**** TEXT PROVIDED

The human rights group said its local office in Hong Kong would close this month while its regional office will close by the end of the year, with regional operations moved to other offices in the Asia-Pacific region.

This decision, made with a heavy heart, has been driven by Hong Kong's national security law, which has made it effectively impossible for human rights organizations in Hong Kong to work freely and without fear of serious reprisals from the government, Anjhula Mya Singh Bais, chair of Amnesty's board, said in a statement.

Hong Kong implemented a sweeping national security law in 2020 following months of massive anti-government protests. The law outlaws secession, subversion of state power, terrorism and foreign collusion to intervene in the city's affairs. More than 120 people, many of them supporters of the city's democracy movement, have been arrested under the law.

********
**** DATASET EXCERPTS

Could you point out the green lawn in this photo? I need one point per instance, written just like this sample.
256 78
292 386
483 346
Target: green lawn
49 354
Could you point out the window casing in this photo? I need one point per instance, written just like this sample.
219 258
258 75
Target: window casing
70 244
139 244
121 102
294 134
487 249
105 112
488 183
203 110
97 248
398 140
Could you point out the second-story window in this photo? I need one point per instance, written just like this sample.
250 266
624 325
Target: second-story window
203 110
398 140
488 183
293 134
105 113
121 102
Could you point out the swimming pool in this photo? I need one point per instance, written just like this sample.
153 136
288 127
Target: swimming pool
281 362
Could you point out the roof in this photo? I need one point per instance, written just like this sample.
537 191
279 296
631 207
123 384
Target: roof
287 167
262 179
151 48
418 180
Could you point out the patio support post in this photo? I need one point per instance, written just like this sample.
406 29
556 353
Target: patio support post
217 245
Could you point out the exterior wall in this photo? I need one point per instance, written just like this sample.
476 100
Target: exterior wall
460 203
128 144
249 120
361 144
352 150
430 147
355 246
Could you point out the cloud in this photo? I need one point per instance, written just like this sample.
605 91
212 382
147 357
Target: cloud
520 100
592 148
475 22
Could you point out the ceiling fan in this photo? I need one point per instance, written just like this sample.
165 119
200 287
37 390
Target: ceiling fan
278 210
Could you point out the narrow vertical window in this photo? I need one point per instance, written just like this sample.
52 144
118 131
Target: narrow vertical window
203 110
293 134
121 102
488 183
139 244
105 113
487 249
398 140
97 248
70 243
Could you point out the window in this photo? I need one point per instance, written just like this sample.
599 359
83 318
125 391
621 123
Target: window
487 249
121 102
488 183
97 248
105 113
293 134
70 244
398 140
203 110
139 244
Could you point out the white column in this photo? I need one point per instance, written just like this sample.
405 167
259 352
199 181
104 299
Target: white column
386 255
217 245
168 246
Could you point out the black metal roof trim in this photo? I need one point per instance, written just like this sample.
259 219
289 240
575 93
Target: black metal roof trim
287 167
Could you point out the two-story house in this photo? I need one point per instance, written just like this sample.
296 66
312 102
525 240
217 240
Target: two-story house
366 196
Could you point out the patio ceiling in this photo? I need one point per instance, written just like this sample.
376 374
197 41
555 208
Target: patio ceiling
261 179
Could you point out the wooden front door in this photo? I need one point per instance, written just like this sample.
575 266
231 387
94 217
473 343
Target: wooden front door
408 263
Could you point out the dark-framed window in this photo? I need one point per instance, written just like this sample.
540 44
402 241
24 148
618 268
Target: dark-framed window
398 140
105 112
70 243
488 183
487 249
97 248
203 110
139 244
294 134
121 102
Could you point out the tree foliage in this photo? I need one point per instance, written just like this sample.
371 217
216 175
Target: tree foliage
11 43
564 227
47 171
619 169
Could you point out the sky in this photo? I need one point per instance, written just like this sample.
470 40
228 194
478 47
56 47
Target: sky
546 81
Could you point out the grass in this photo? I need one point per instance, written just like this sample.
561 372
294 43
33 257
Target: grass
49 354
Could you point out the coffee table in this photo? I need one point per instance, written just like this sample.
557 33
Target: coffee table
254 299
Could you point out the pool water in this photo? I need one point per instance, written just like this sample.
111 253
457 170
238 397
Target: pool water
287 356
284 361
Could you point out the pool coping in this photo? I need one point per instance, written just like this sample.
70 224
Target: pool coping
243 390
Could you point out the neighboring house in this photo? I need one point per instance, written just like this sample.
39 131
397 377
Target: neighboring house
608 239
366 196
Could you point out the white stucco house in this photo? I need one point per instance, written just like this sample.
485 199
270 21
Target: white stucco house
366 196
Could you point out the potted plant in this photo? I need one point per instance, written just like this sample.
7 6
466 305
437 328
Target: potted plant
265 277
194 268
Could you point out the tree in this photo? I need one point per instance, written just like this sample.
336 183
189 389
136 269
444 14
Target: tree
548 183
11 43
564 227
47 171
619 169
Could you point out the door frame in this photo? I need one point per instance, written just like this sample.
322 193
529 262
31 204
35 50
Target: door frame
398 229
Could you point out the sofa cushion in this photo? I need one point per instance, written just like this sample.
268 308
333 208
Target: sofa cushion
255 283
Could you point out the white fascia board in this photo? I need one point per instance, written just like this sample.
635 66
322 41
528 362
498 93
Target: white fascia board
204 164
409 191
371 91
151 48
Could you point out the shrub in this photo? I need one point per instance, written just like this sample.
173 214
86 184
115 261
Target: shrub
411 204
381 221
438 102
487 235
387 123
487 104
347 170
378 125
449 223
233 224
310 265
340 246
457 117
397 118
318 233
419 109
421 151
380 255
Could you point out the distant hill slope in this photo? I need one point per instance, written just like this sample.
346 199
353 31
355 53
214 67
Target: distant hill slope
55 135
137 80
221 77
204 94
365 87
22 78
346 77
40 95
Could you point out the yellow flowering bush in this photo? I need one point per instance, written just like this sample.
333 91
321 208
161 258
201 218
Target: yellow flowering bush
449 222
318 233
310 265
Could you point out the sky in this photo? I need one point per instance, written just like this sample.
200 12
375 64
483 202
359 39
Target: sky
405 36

********

Resume the passage on the closure of Amnesty's Hong Kong offices, continuing from its final sentence.

The majority of the city's prominent pro-democracy activists are behind bars for taking part in unauthorized assemblies, and dozens of political organizations and trade unions have ceased operations out of concern for their members' personal safety under the security law.

Bais said the recent targeting of local human rights and trade union groups signaled authorities were intensifying their campaign to rid the city of dissenting voices. It is increasingly difficult for us to keep operating in such an unstable environment, she said.

Critics in Hong Kong say the national security law is an erosion of freedoms, such as those of expression and assembly, that were promised the city for 50 years when the former British colony was handed over to China in 1997.